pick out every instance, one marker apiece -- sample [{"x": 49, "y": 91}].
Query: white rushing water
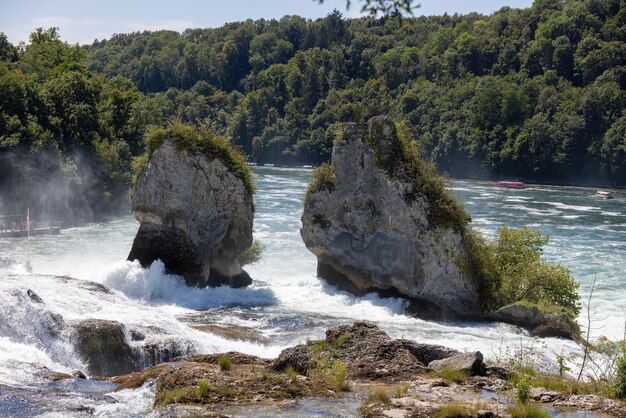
[{"x": 287, "y": 302}]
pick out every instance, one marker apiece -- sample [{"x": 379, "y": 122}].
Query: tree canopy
[{"x": 535, "y": 93}]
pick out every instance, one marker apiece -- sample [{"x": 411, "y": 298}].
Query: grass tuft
[
  {"x": 203, "y": 387},
  {"x": 527, "y": 411},
  {"x": 453, "y": 411},
  {"x": 379, "y": 395},
  {"x": 453, "y": 375}
]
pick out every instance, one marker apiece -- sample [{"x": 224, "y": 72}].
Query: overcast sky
[{"x": 82, "y": 21}]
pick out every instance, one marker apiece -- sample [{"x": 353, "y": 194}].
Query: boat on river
[
  {"x": 14, "y": 226},
  {"x": 603, "y": 194},
  {"x": 511, "y": 184}
]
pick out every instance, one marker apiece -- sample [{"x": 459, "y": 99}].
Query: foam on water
[{"x": 287, "y": 302}]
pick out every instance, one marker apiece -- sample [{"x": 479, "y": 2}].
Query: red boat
[{"x": 511, "y": 184}]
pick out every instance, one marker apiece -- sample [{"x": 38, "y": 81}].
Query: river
[{"x": 287, "y": 302}]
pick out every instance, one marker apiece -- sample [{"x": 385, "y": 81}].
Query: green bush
[
  {"x": 511, "y": 269},
  {"x": 453, "y": 411},
  {"x": 526, "y": 411},
  {"x": 332, "y": 372},
  {"x": 453, "y": 375},
  {"x": 619, "y": 385},
  {"x": 523, "y": 390},
  {"x": 292, "y": 373},
  {"x": 224, "y": 363},
  {"x": 399, "y": 156},
  {"x": 203, "y": 387},
  {"x": 379, "y": 395},
  {"x": 252, "y": 255},
  {"x": 200, "y": 139},
  {"x": 402, "y": 390},
  {"x": 323, "y": 178}
]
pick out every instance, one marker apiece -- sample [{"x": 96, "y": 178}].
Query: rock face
[
  {"x": 196, "y": 216},
  {"x": 103, "y": 347},
  {"x": 371, "y": 232}
]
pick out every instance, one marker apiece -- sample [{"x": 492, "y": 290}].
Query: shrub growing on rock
[
  {"x": 198, "y": 138},
  {"x": 514, "y": 271},
  {"x": 323, "y": 178}
]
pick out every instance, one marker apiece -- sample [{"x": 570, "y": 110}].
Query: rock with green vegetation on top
[
  {"x": 193, "y": 200},
  {"x": 380, "y": 219}
]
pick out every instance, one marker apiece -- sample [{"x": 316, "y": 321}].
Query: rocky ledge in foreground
[
  {"x": 379, "y": 220},
  {"x": 416, "y": 380},
  {"x": 195, "y": 212}
]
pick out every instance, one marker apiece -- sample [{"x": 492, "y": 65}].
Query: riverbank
[{"x": 392, "y": 378}]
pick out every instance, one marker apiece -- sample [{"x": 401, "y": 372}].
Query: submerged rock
[
  {"x": 195, "y": 215},
  {"x": 376, "y": 225},
  {"x": 102, "y": 345},
  {"x": 471, "y": 363},
  {"x": 539, "y": 322}
]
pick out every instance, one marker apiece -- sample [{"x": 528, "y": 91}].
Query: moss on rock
[
  {"x": 399, "y": 156},
  {"x": 198, "y": 139}
]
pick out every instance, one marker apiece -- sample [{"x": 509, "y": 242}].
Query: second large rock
[
  {"x": 376, "y": 222},
  {"x": 195, "y": 212}
]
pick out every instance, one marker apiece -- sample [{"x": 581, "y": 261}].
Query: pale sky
[{"x": 82, "y": 21}]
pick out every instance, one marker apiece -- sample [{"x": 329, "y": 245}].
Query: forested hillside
[
  {"x": 67, "y": 136},
  {"x": 537, "y": 94}
]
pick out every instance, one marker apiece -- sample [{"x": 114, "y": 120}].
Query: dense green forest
[{"x": 537, "y": 93}]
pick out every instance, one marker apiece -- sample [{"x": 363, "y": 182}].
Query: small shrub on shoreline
[
  {"x": 225, "y": 364},
  {"x": 379, "y": 395},
  {"x": 203, "y": 387},
  {"x": 332, "y": 372},
  {"x": 526, "y": 411}
]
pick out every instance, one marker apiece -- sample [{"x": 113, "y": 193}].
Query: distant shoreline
[{"x": 529, "y": 182}]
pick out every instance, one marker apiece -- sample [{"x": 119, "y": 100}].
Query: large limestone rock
[
  {"x": 196, "y": 216},
  {"x": 372, "y": 231}
]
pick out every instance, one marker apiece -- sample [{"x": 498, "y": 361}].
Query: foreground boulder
[
  {"x": 470, "y": 363},
  {"x": 380, "y": 220},
  {"x": 102, "y": 345},
  {"x": 195, "y": 212},
  {"x": 367, "y": 351}
]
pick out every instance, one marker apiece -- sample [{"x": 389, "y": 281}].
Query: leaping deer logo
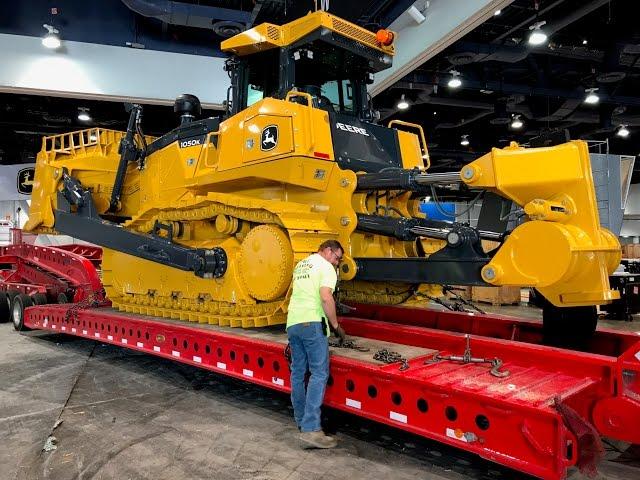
[
  {"x": 25, "y": 180},
  {"x": 269, "y": 139}
]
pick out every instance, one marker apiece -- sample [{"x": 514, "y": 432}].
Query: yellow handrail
[
  {"x": 294, "y": 93},
  {"x": 423, "y": 141}
]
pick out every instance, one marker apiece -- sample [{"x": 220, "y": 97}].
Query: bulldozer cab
[{"x": 331, "y": 60}]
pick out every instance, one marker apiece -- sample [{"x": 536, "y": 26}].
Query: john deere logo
[
  {"x": 25, "y": 180},
  {"x": 269, "y": 138}
]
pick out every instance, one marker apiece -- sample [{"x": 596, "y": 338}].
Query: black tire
[
  {"x": 40, "y": 299},
  {"x": 568, "y": 327},
  {"x": 5, "y": 307},
  {"x": 18, "y": 304}
]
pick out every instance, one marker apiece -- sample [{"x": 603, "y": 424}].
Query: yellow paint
[
  {"x": 267, "y": 36},
  {"x": 269, "y": 208},
  {"x": 563, "y": 251}
]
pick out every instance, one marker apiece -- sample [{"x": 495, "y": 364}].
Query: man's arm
[{"x": 329, "y": 306}]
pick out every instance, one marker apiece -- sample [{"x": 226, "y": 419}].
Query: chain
[
  {"x": 495, "y": 363},
  {"x": 389, "y": 356},
  {"x": 94, "y": 299},
  {"x": 348, "y": 344}
]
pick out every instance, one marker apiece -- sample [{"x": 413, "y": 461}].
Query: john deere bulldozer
[{"x": 206, "y": 222}]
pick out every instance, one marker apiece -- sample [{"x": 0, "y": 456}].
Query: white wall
[{"x": 87, "y": 70}]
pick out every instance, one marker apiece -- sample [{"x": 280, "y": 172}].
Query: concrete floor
[{"x": 119, "y": 414}]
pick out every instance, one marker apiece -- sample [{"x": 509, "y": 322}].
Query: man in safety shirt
[{"x": 312, "y": 311}]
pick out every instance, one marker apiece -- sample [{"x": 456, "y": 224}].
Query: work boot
[{"x": 317, "y": 440}]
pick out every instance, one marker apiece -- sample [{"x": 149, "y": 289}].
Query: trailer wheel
[
  {"x": 5, "y": 307},
  {"x": 19, "y": 303},
  {"x": 40, "y": 299}
]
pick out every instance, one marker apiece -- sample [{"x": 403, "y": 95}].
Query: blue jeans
[{"x": 309, "y": 351}]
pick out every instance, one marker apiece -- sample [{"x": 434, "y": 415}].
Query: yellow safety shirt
[{"x": 309, "y": 275}]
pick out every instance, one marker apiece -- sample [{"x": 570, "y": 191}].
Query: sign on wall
[{"x": 16, "y": 181}]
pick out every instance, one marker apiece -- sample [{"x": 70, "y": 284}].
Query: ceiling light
[
  {"x": 592, "y": 97},
  {"x": 416, "y": 14},
  {"x": 623, "y": 131},
  {"x": 83, "y": 114},
  {"x": 454, "y": 81},
  {"x": 516, "y": 122},
  {"x": 403, "y": 104},
  {"x": 537, "y": 36},
  {"x": 51, "y": 39}
]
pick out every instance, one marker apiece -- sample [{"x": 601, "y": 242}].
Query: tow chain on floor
[
  {"x": 496, "y": 363},
  {"x": 389, "y": 356}
]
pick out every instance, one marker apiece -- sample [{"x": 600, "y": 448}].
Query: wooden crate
[{"x": 496, "y": 295}]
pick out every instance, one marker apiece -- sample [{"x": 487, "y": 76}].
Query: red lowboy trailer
[
  {"x": 533, "y": 408},
  {"x": 35, "y": 274}
]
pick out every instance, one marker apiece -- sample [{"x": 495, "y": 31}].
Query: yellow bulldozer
[{"x": 206, "y": 222}]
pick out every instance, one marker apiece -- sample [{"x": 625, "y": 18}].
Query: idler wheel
[{"x": 266, "y": 262}]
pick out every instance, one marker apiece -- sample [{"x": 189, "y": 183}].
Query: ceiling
[
  {"x": 24, "y": 119},
  {"x": 502, "y": 75}
]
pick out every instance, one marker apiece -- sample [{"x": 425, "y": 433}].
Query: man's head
[{"x": 331, "y": 251}]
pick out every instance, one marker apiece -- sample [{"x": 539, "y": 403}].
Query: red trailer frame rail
[
  {"x": 66, "y": 272},
  {"x": 510, "y": 420}
]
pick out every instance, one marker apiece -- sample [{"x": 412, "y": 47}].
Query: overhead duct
[{"x": 225, "y": 22}]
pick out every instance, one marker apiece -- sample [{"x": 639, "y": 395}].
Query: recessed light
[
  {"x": 623, "y": 131},
  {"x": 516, "y": 123},
  {"x": 51, "y": 39},
  {"x": 454, "y": 81},
  {"x": 591, "y": 97},
  {"x": 83, "y": 114},
  {"x": 537, "y": 36}
]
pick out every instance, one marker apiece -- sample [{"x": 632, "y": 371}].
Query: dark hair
[{"x": 332, "y": 244}]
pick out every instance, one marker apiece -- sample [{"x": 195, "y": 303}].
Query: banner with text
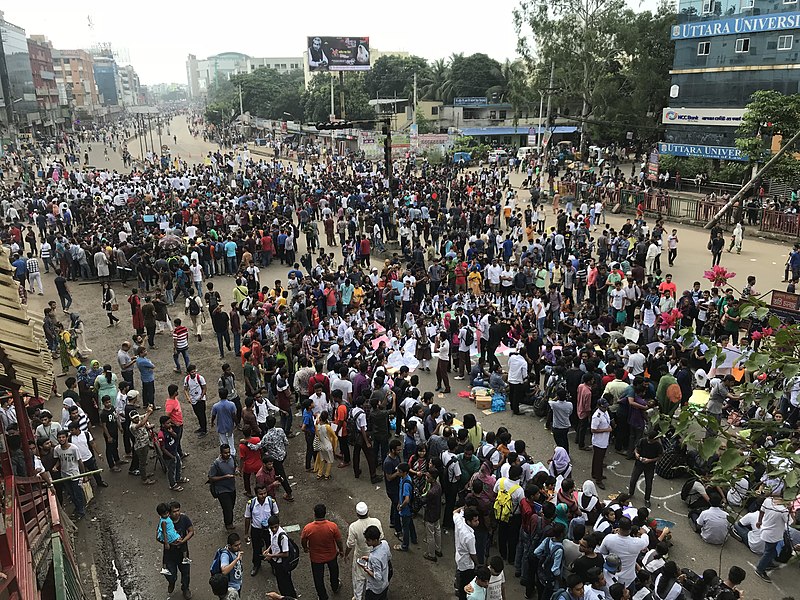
[
  {"x": 729, "y": 117},
  {"x": 698, "y": 151},
  {"x": 338, "y": 53},
  {"x": 736, "y": 25}
]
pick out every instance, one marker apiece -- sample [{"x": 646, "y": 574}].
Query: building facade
[
  {"x": 74, "y": 70},
  {"x": 108, "y": 80},
  {"x": 21, "y": 88},
  {"x": 204, "y": 74},
  {"x": 724, "y": 51},
  {"x": 44, "y": 81}
]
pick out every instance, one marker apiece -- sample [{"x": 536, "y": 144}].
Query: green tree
[
  {"x": 584, "y": 39},
  {"x": 768, "y": 115},
  {"x": 437, "y": 84},
  {"x": 774, "y": 368},
  {"x": 474, "y": 75},
  {"x": 393, "y": 76}
]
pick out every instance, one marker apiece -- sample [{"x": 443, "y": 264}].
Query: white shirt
[
  {"x": 754, "y": 541},
  {"x": 81, "y": 442},
  {"x": 465, "y": 543},
  {"x": 774, "y": 521},
  {"x": 601, "y": 420},
  {"x": 259, "y": 513},
  {"x": 628, "y": 549},
  {"x": 517, "y": 369}
]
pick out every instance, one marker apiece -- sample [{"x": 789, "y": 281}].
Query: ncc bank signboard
[
  {"x": 698, "y": 151},
  {"x": 737, "y": 25},
  {"x": 730, "y": 117}
]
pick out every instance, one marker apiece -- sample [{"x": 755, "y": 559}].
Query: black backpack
[
  {"x": 291, "y": 562},
  {"x": 194, "y": 307}
]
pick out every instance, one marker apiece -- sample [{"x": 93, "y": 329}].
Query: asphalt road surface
[{"x": 119, "y": 534}]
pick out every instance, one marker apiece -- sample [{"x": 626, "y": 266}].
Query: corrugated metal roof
[
  {"x": 22, "y": 335},
  {"x": 519, "y": 130}
]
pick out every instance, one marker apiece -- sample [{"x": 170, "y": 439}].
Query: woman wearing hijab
[
  {"x": 560, "y": 464},
  {"x": 76, "y": 323}
]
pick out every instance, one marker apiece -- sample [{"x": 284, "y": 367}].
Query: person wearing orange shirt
[{"x": 322, "y": 541}]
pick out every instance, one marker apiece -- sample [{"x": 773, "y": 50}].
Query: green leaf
[
  {"x": 730, "y": 459},
  {"x": 709, "y": 446}
]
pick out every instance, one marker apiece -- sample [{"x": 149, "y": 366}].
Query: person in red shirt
[
  {"x": 172, "y": 407},
  {"x": 667, "y": 284},
  {"x": 364, "y": 250},
  {"x": 267, "y": 249},
  {"x": 251, "y": 462},
  {"x": 322, "y": 540}
]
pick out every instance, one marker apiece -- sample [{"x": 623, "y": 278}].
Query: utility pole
[
  {"x": 333, "y": 112},
  {"x": 756, "y": 176},
  {"x": 414, "y": 109},
  {"x": 341, "y": 94}
]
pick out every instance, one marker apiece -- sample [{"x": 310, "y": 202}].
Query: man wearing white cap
[{"x": 357, "y": 546}]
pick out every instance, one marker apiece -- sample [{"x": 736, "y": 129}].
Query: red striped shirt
[{"x": 180, "y": 336}]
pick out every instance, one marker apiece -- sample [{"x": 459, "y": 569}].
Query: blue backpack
[{"x": 216, "y": 564}]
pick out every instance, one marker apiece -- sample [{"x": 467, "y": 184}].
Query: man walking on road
[
  {"x": 357, "y": 546},
  {"x": 194, "y": 390},
  {"x": 223, "y": 414},
  {"x": 322, "y": 541},
  {"x": 257, "y": 514},
  {"x": 222, "y": 476},
  {"x": 173, "y": 558}
]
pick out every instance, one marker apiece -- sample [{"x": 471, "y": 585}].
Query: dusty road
[{"x": 122, "y": 519}]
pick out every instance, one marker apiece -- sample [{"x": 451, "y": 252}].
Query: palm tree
[{"x": 437, "y": 84}]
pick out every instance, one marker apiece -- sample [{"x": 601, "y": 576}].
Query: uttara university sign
[{"x": 737, "y": 25}]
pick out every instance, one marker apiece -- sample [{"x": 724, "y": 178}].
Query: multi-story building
[
  {"x": 724, "y": 51},
  {"x": 24, "y": 108},
  {"x": 204, "y": 74},
  {"x": 131, "y": 88},
  {"x": 77, "y": 89},
  {"x": 108, "y": 80},
  {"x": 44, "y": 81}
]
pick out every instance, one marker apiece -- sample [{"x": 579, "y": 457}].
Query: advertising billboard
[
  {"x": 730, "y": 117},
  {"x": 338, "y": 53}
]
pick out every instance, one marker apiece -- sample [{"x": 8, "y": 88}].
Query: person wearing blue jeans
[
  {"x": 773, "y": 519},
  {"x": 406, "y": 515}
]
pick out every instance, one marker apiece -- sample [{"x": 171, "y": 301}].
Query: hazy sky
[{"x": 158, "y": 35}]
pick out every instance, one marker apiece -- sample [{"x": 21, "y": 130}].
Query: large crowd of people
[{"x": 471, "y": 271}]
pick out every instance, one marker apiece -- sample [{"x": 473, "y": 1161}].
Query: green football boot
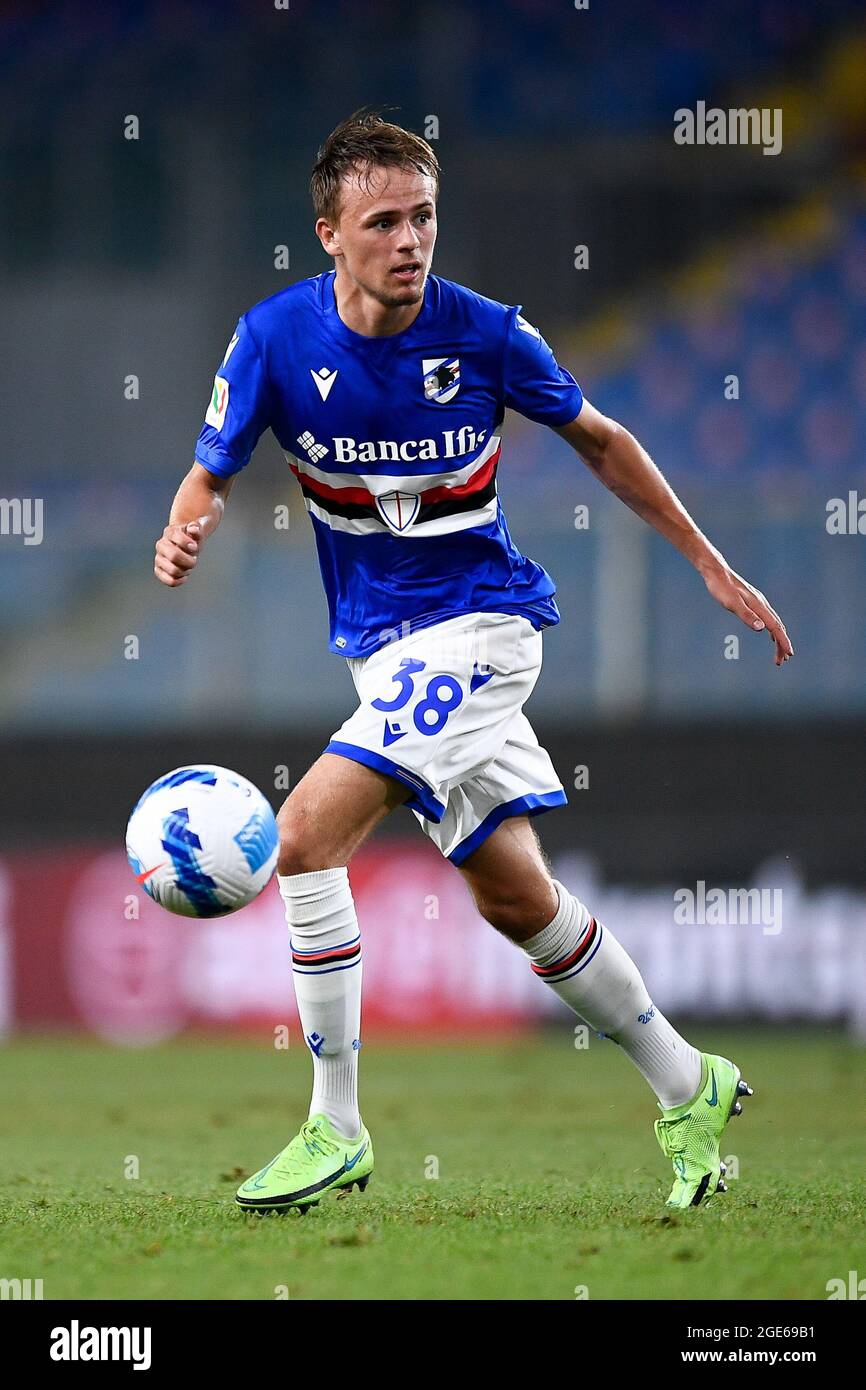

_____

### SET TASK
Count the lines in the data above that contain the string "backpack", matching case exactly, and reply with only that number.

### SOLUTION TO THIS TASK
2